## [PASSAGE TO READ]
====================

In my view, Korea surged so aggressively into the crypto world not because their lives were particularly “hard,” but because Korean society’s pace, cultural habits, and youth psychology perfectly aligned with the mechanisms of the crypto world.
This created a strange—and even dangerous—chemical reaction.
Since 2017, when countless crypto altcoins entered public awareness, Korean society—like dry tinder—met its destined spark, igniting instantly and uncontrollably.

Korean youth possess several almost “innate” traits that make them more susceptible to crypto market mania than others.
First, Korea is a society obsessed with “immediate feedback.”
If you’ve been to Korea, you understand this unique “rhythm.”
Take Seoul’s ubiquitous iced Americanos, nightlife that only kicks off after midnight, and the average six hours of sleep per night.
This isn’t just about efficiency—it’s a deeply embedded cultural fast pace.

Even K-pop culture feels perpetually on fast-forward, with breakneck K-drama pacing and tightly edited variety shows—all showcasing a lifestyle of relentless stimulation, rhythm, and feedback.
Growing up in this environment, Korean youth are almost reflexively sensitive to speed, excitement, and instant rewards.
And what is the crypto world?
Precisely the place best at delivering instant feedback.

When these two collide, the result is nothing short of dry tinder meeting fire.
A second reason Korean youth easily fall into crypto is that Korean society operates under a uniquely “gamified” structure.
Life for Korean youth resembles playing a ranked video game from start to finish.

====================

## [DIRECTIVE 1]
In the records, reproduce the part that opens with the line containing "outline sky" and closes with the end of the records, switching "even-odd" to "nonzero" and leaving everything else unchanged.

====================

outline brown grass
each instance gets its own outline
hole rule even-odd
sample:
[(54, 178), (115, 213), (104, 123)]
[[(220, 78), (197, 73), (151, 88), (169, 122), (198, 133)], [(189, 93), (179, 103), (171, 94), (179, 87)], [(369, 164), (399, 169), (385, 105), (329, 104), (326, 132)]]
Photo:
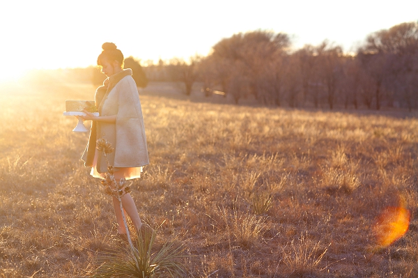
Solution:
[[(79, 160), (64, 100), (90, 85), (0, 88), (0, 277), (86, 275), (117, 248), (111, 201)], [(157, 245), (195, 277), (418, 277), (418, 121), (141, 95), (150, 164), (131, 187)], [(407, 115), (408, 116), (408, 115)], [(389, 248), (373, 233), (405, 203)]]

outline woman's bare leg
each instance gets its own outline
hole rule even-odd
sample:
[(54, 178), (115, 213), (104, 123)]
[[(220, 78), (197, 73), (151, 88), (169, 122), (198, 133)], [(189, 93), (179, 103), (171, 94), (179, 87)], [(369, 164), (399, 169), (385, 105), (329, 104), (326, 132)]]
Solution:
[[(116, 215), (116, 221), (118, 222), (118, 233), (126, 234), (126, 229), (125, 229), (125, 224), (123, 223), (122, 211), (121, 211), (121, 207), (119, 206), (119, 200), (118, 200), (118, 198), (115, 196), (112, 196), (112, 199), (114, 203), (114, 208), (115, 209), (115, 215)], [(125, 215), (126, 215), (126, 213), (124, 214)]]
[(141, 218), (138, 214), (138, 210), (137, 209), (137, 206), (135, 205), (135, 202), (134, 201), (132, 196), (130, 195), (130, 194), (127, 193), (122, 196), (121, 199), (122, 206), (123, 206), (123, 208), (125, 209), (125, 211), (127, 215), (129, 215), (129, 217), (132, 222), (135, 229), (137, 231), (139, 231), (141, 226), (142, 226), (142, 222), (141, 221)]

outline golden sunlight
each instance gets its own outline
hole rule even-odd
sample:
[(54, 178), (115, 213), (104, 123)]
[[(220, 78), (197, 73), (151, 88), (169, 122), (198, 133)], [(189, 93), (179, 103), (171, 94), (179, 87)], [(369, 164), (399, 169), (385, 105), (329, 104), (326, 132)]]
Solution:
[(404, 208), (389, 207), (378, 217), (373, 230), (378, 244), (386, 247), (402, 238), (408, 229), (410, 213)]

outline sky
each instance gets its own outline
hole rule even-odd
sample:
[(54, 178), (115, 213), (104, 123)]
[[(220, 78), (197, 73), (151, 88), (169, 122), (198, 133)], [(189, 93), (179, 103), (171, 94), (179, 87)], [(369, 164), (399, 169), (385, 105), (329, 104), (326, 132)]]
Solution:
[(0, 79), (95, 65), (104, 42), (143, 61), (207, 55), (234, 33), (284, 32), (355, 51), (368, 34), (417, 21), (418, 1), (26, 0), (0, 3)]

====================

## [DIRECTIVE 2]
In the essay on Korea and crypto, what explains why Korean youth are almost reflexively sensitive to speed, excitement, and instant rewards?

## [TASK SOLUTION 1]
outline sky
each instance gets its own outline
hole rule nonzero
sample:
[(54, 178), (115, 213), (104, 123)]
[[(220, 78), (197, 73), (151, 88), (169, 122), (198, 133)], [(189, 93), (179, 103), (171, 94), (179, 87)], [(369, 164), (399, 169), (385, 105), (329, 104), (326, 132)]]
Solution:
[(0, 79), (95, 65), (104, 42), (143, 61), (207, 55), (234, 33), (284, 32), (355, 51), (368, 34), (417, 21), (418, 1), (26, 0), (0, 3)]

## [TASK SOLUTION 2]
They grow up in a society with a deeply embedded fast cultural pace. Examples include ubiquitous iced Americanos, nightlife that starts after midnight, about six hours of sleep a night, and K-pop, K-drama, and variety shows that showcase relentless stimulation, rhythm, and feedback.